SET EXERCISE:
Locate every line in the records that contains the word "white" and copy each of those lines.

INFORMATION PROVIDED:
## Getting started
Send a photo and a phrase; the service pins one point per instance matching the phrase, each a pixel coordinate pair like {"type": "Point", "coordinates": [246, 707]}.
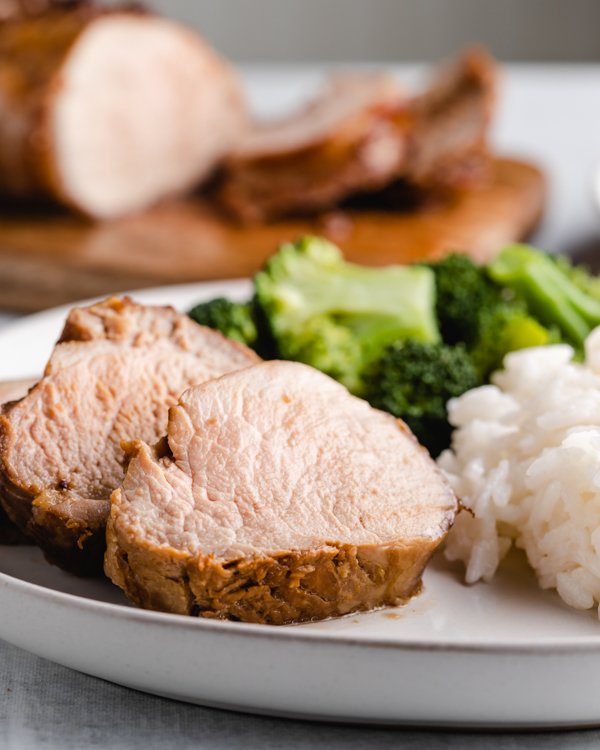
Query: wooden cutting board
{"type": "Point", "coordinates": [50, 259]}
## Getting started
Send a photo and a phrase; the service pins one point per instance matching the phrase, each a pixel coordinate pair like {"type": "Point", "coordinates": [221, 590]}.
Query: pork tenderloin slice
{"type": "Point", "coordinates": [12, 390]}
{"type": "Point", "coordinates": [347, 140]}
{"type": "Point", "coordinates": [451, 120]}
{"type": "Point", "coordinates": [363, 134]}
{"type": "Point", "coordinates": [278, 497]}
{"type": "Point", "coordinates": [111, 111]}
{"type": "Point", "coordinates": [60, 446]}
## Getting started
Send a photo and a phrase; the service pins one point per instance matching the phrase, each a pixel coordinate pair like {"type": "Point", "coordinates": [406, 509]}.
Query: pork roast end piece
{"type": "Point", "coordinates": [110, 111]}
{"type": "Point", "coordinates": [118, 368]}
{"type": "Point", "coordinates": [277, 497]}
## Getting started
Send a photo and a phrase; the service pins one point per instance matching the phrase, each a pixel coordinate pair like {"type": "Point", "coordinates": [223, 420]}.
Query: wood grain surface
{"type": "Point", "coordinates": [50, 258]}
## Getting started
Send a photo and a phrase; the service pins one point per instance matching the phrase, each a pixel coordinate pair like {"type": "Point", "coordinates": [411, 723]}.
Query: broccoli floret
{"type": "Point", "coordinates": [507, 328]}
{"type": "Point", "coordinates": [338, 316]}
{"type": "Point", "coordinates": [580, 275]}
{"type": "Point", "coordinates": [551, 296]}
{"type": "Point", "coordinates": [233, 319]}
{"type": "Point", "coordinates": [415, 380]}
{"type": "Point", "coordinates": [464, 295]}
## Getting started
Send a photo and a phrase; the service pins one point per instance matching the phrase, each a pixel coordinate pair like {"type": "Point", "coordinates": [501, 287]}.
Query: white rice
{"type": "Point", "coordinates": [525, 459]}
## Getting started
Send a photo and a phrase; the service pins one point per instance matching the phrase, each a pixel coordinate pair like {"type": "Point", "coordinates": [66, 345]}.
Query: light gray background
{"type": "Point", "coordinates": [395, 30]}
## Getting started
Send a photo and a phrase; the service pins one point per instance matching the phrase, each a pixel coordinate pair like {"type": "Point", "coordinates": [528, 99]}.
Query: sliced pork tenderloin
{"type": "Point", "coordinates": [110, 111]}
{"type": "Point", "coordinates": [346, 141]}
{"type": "Point", "coordinates": [12, 390]}
{"type": "Point", "coordinates": [361, 135]}
{"type": "Point", "coordinates": [448, 137]}
{"type": "Point", "coordinates": [117, 369]}
{"type": "Point", "coordinates": [277, 497]}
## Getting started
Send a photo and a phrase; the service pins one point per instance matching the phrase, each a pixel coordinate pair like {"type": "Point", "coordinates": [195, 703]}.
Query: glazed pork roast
{"type": "Point", "coordinates": [12, 390]}
{"type": "Point", "coordinates": [276, 497]}
{"type": "Point", "coordinates": [362, 134]}
{"type": "Point", "coordinates": [116, 370]}
{"type": "Point", "coordinates": [110, 110]}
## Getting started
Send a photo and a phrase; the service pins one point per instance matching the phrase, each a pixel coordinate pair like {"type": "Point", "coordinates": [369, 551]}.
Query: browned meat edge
{"type": "Point", "coordinates": [288, 587]}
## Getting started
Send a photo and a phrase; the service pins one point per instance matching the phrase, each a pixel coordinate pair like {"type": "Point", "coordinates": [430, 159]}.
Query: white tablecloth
{"type": "Point", "coordinates": [548, 114]}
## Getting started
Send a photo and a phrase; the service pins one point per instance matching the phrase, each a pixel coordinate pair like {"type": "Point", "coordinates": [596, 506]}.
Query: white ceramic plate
{"type": "Point", "coordinates": [499, 655]}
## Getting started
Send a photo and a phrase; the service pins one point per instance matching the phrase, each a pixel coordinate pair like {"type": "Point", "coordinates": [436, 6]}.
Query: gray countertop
{"type": "Point", "coordinates": [550, 114]}
{"type": "Point", "coordinates": [47, 706]}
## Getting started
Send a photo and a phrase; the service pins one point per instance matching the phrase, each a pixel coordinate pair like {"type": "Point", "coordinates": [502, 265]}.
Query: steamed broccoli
{"type": "Point", "coordinates": [551, 295]}
{"type": "Point", "coordinates": [506, 328]}
{"type": "Point", "coordinates": [337, 316]}
{"type": "Point", "coordinates": [414, 381]}
{"type": "Point", "coordinates": [233, 319]}
{"type": "Point", "coordinates": [464, 297]}
{"type": "Point", "coordinates": [579, 274]}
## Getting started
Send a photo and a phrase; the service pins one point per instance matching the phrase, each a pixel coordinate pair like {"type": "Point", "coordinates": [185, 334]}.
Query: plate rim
{"type": "Point", "coordinates": [550, 645]}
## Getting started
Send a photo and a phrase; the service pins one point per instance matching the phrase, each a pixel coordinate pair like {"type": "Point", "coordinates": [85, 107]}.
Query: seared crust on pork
{"type": "Point", "coordinates": [112, 377]}
{"type": "Point", "coordinates": [277, 497]}
{"type": "Point", "coordinates": [363, 134]}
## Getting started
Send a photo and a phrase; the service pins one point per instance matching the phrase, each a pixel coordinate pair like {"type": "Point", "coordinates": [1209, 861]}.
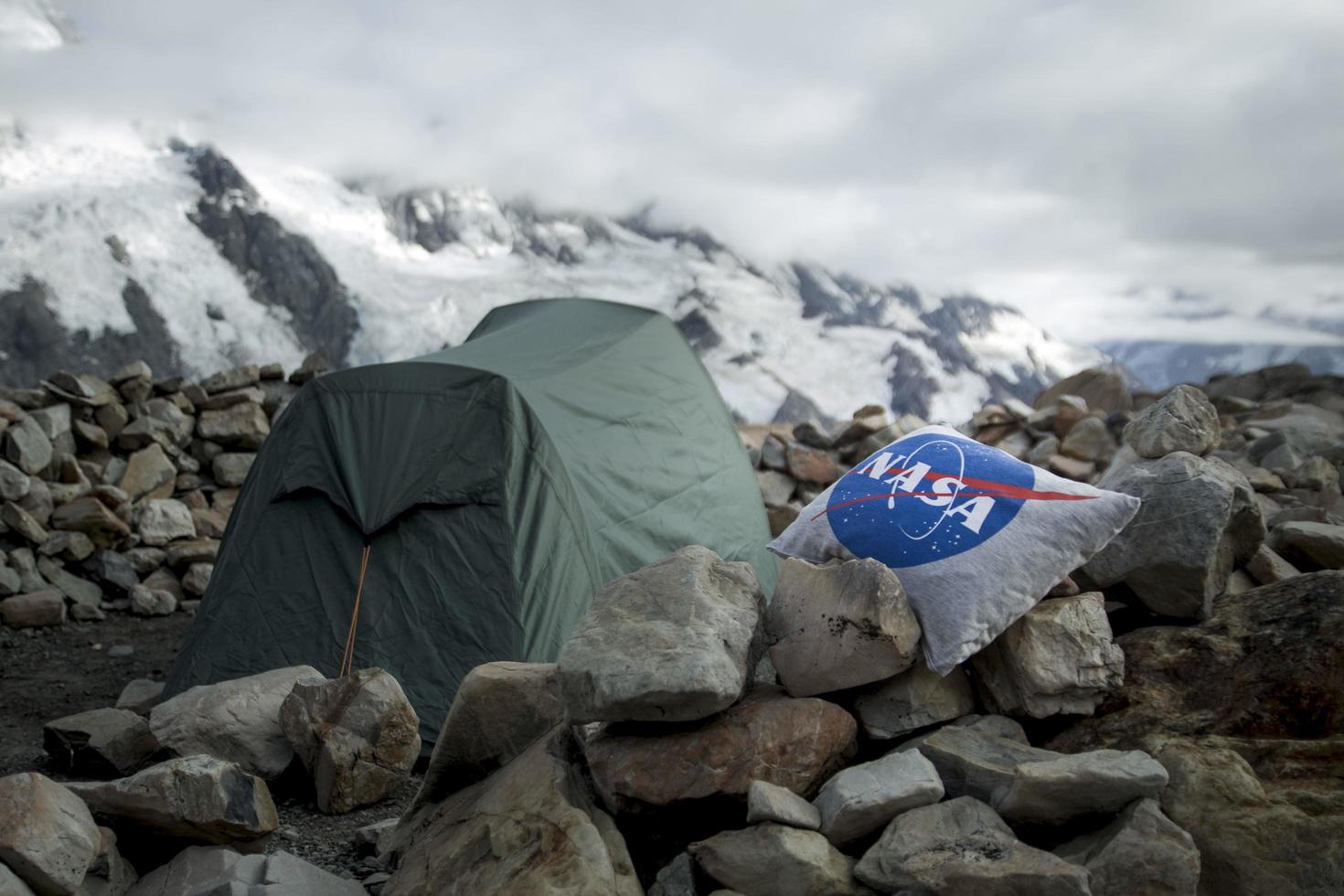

EXPECTED ANSWER:
Query: white rice
Query: white tablecloth
Query: white ceramic plate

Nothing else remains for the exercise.